▸ Supplied passage:
•••••

The Company shall keep at its registered office proper books of account and
other relevant books and papers and financial statements for every financial year
which give a true and fair view of the state of its affairs, including that of its branch
office(s), if any. The Board of Directors may decide to keep all or any of the books
of account aforesaid and other relevant papers at such other place in India as it may
choose subject to the provisions of Section 128 of the Act and the Rules referred
therein. The books of account and books and papers of the Company, or any of them,
shall be open to the inspection by any Director during business hours. The books of
account of every Company relating to a period of not less than eight financial years
immediately preceding the current year together with the vouchers relevant to any
entry in such books of account shall be preserved in good order.

•••••

▸ Work item A:
List the things that the books-of-account provision says the Company must keep at its registered office.
▸ Work item B:
According to the books-of-account provision, how many financial years of books of account must be preserved?

•••••

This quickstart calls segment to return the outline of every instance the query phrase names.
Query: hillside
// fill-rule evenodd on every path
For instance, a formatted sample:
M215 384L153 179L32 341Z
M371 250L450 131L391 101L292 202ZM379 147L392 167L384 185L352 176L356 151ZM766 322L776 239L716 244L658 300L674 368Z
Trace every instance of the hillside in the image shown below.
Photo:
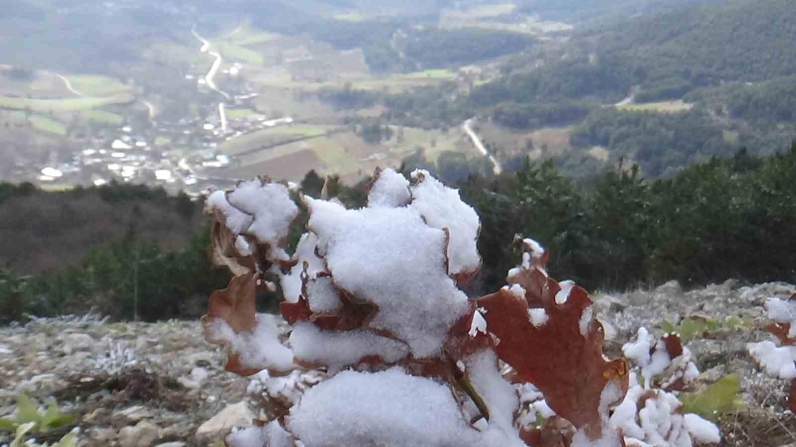
M111 185L46 192L0 183L0 266L25 274L57 272L125 237L176 250L205 221L201 204L163 190Z

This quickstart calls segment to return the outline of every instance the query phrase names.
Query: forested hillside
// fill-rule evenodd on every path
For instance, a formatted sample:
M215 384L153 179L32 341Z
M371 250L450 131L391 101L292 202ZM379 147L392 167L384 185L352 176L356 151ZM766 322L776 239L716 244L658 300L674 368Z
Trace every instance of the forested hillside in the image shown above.
M514 234L533 235L550 250L551 274L574 279L590 290L622 290L669 279L689 286L731 278L796 281L796 243L785 236L796 232L793 178L796 144L770 157L740 151L732 157L712 158L669 179L645 180L635 166L625 164L577 182L552 160L527 160L516 173L491 179L470 176L451 183L458 185L464 201L481 219L478 243L484 262L472 286L481 293L505 282L506 269L516 259ZM319 196L323 183L310 172L302 189ZM368 184L367 179L354 187L333 181L327 192L358 208L365 202ZM119 187L115 196L142 200L146 191ZM4 205L25 209L60 199L42 192L14 196ZM294 198L298 203L298 196ZM75 201L71 206L91 202ZM135 203L124 200L117 212L135 208ZM298 204L302 214L291 231L291 250L306 230L306 210ZM75 208L72 214L84 211ZM50 220L35 227L57 231L58 224ZM129 223L116 224L127 229ZM162 235L142 224L139 232L128 232L111 244L80 239L79 249L85 255L78 259L80 251L69 256L60 253L64 262L57 270L29 271L33 274L28 277L14 268L0 269L0 314L18 318L25 313L53 315L92 306L117 318L131 318L136 309L150 320L201 313L207 294L223 286L228 274L210 264L209 228L200 227L191 235L189 221L171 224L183 241L189 240L170 248L158 246L157 239ZM15 240L28 231L24 222L14 225L16 232L4 240ZM92 227L83 231L90 233ZM6 258L10 267L15 261L19 259ZM273 302L263 297L261 304L267 307Z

•••••

▸ Expected answer A:
Proper books of account, other relevant books and papers, and financial statements for every financial year.

▸ Expected answer B:
At least eight financial years immediately preceding the current year.